● **Problem to solve**:
Please present every line of the items below as a Markdown table with the columns Row and Text, numbering the rows and skipping any blank lines.

## BEGIN Supplied records

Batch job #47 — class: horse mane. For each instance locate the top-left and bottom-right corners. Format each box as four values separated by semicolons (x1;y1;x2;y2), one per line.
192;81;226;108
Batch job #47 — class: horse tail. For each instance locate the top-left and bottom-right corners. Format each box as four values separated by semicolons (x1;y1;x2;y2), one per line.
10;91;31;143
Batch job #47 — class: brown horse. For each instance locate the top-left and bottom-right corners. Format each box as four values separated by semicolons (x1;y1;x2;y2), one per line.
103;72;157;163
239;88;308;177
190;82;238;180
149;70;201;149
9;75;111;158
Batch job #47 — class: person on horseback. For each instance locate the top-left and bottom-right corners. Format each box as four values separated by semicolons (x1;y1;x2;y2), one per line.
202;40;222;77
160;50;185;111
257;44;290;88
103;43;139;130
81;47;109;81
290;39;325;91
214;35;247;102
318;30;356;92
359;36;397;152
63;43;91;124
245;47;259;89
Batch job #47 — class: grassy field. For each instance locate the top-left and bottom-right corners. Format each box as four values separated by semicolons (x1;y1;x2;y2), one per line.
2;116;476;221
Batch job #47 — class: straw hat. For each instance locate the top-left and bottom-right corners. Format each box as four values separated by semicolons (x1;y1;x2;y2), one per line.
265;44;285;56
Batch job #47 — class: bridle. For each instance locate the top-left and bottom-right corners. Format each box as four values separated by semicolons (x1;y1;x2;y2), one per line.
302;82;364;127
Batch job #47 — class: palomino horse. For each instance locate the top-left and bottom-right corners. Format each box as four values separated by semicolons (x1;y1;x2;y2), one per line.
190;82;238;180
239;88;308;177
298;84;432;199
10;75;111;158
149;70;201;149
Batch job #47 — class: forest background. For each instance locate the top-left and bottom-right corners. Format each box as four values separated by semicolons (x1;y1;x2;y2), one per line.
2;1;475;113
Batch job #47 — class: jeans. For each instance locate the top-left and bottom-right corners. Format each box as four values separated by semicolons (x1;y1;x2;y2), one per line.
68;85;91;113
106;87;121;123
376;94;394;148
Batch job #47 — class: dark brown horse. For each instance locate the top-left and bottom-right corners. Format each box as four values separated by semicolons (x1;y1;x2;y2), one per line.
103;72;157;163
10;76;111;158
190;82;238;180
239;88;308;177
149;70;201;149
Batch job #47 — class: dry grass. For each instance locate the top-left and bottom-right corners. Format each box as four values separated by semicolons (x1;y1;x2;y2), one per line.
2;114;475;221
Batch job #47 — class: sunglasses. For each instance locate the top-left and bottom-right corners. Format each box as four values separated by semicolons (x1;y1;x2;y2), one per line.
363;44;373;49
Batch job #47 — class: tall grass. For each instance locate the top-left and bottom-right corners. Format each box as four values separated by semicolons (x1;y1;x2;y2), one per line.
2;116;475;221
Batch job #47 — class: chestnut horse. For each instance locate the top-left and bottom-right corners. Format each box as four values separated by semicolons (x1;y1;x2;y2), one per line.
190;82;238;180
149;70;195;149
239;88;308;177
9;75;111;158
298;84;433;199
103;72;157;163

## END Supplied records

● **Full response**:
| Row | Text |
|---|---|
| 1 | Batch job #47 — class: horse mane. For each instance locate the top-left and bottom-right corners. Format each box as four values separated by semicolons (x1;y1;x2;y2), one per line. |
| 2 | 192;81;226;108 |
| 3 | Batch job #47 — class: horse tail. For each instance locate the top-left and bottom-right corners. Format each box as four values separated by semicolons (x1;y1;x2;y2), one per line. |
| 4 | 10;91;31;143 |
| 5 | Batch job #47 — class: brown horse. For each instance locate the top-left and bottom-right corners. Format each box as four values separated by semicolons (x1;y1;x2;y2), one per line. |
| 6 | 103;72;157;163 |
| 7 | 239;88;308;177 |
| 8 | 190;82;238;180 |
| 9 | 149;70;201;149 |
| 10 | 9;75;111;158 |
| 11 | Batch job #47 — class: person on horseback. For each instance locate the top-left and bottom-right corners. Format each box as four values separated by semicolons (x1;y1;x2;y2), one per line. |
| 12 | 202;40;222;77 |
| 13 | 160;50;185;111 |
| 14 | 257;44;290;88 |
| 15 | 103;43;139;130 |
| 16 | 81;47;109;81 |
| 17 | 290;39;325;91 |
| 18 | 214;35;247;102 |
| 19 | 318;30;356;92 |
| 20 | 359;36;397;152 |
| 21 | 63;43;91;124 |
| 22 | 245;47;259;89 |
| 23 | Batch job #47 — class: grassy field. For each instance locate the top-left and bottom-right corners. Format each box as four values separated by semicolons (x1;y1;x2;y2), one per line. |
| 24 | 2;116;476;221 |
| 25 | Batch job #47 — class: straw hat. For each instance locate the top-left and bottom-right corners. Format each box as four values separated by semicolons (x1;y1;x2;y2), one per line. |
| 26 | 265;44;285;56 |
| 27 | Batch job #47 — class: bridle. For each instance locate the top-left and bottom-right corners. Format each box as four values separated by semicolons (x1;y1;x2;y2), one per line. |
| 28 | 302;82;364;127 |
| 29 | Batch job #47 — class: palomino horse. For each instance locate the top-left and bottom-right corners. Format each box as four values separated by semicolons (x1;y1;x2;y2), one per line. |
| 30 | 190;82;238;180 |
| 31 | 239;88;308;177 |
| 32 | 298;84;432;199 |
| 33 | 10;75;111;158 |
| 34 | 149;70;201;149 |
| 35 | Batch job #47 — class: forest background. For each instance locate the top-left and bottom-right corners. Format each box as four values separated by semicolons (x1;y1;x2;y2), one per line. |
| 36 | 2;1;475;113 |
| 37 | Batch job #47 — class: jeans. For each instance locate the top-left and bottom-right corners. Format each box as four values separated by semicolons (x1;y1;x2;y2), one per line. |
| 38 | 68;85;91;113 |
| 39 | 106;87;121;123 |
| 40 | 376;94;394;148 |
| 41 | Batch job #47 — class: dark brown horse. For each instance locate the top-left and bottom-right corners. Format each box as four values separated by semicolons (x1;y1;x2;y2), one per line. |
| 42 | 103;72;157;163 |
| 43 | 10;76;111;158 |
| 44 | 190;82;238;180 |
| 45 | 239;88;308;177 |
| 46 | 149;70;201;149 |
| 47 | Batch job #47 — class: dry grass. For each instance locate the top-left and bottom-right corners. Format each box as four values separated by semicolons (x1;y1;x2;y2), one per line. |
| 48 | 2;114;475;221 |
| 49 | Batch job #47 — class: sunglasses. For each instance locate the top-left and bottom-right corners. Format each box as four values separated by semicolons (x1;y1;x2;y2), one per line. |
| 50 | 363;44;373;49 |
| 51 | Batch job #47 — class: tall grass. For each instance locate the top-left and bottom-right corners. Format each box as four values separated by semicolons (x1;y1;x2;y2), one per line. |
| 52 | 2;116;475;221 |
| 53 | Batch job #47 — class: chestnut horse. For each instance locate the top-left and bottom-right corners. Format each box as four values separated by semicolons (x1;y1;x2;y2), one per line. |
| 54 | 190;82;238;180 |
| 55 | 149;70;195;149 |
| 56 | 239;88;308;177 |
| 57 | 9;75;111;158 |
| 58 | 298;84;433;199 |
| 59 | 103;72;157;163 |